RECORDS TO USE:
----
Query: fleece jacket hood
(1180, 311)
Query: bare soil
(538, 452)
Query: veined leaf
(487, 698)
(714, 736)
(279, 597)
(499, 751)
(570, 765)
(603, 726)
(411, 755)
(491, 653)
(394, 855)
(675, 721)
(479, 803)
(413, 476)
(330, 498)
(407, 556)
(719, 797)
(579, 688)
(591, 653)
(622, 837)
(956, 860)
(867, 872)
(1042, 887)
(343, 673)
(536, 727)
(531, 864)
----
WHAT THIS TASK INVOLVES: Copy the entire listing above word for word, with every line kept in its original order.

WORKED SOLUTION:
Query: fleece jacket hood
(1180, 311)
Query: bare soil
(538, 452)
Query: veined leaf
(487, 698)
(714, 736)
(279, 597)
(499, 751)
(570, 765)
(603, 726)
(411, 755)
(491, 653)
(394, 855)
(675, 721)
(479, 803)
(413, 476)
(330, 498)
(407, 556)
(719, 797)
(579, 688)
(591, 653)
(622, 837)
(956, 860)
(867, 872)
(1042, 887)
(343, 673)
(536, 727)
(531, 864)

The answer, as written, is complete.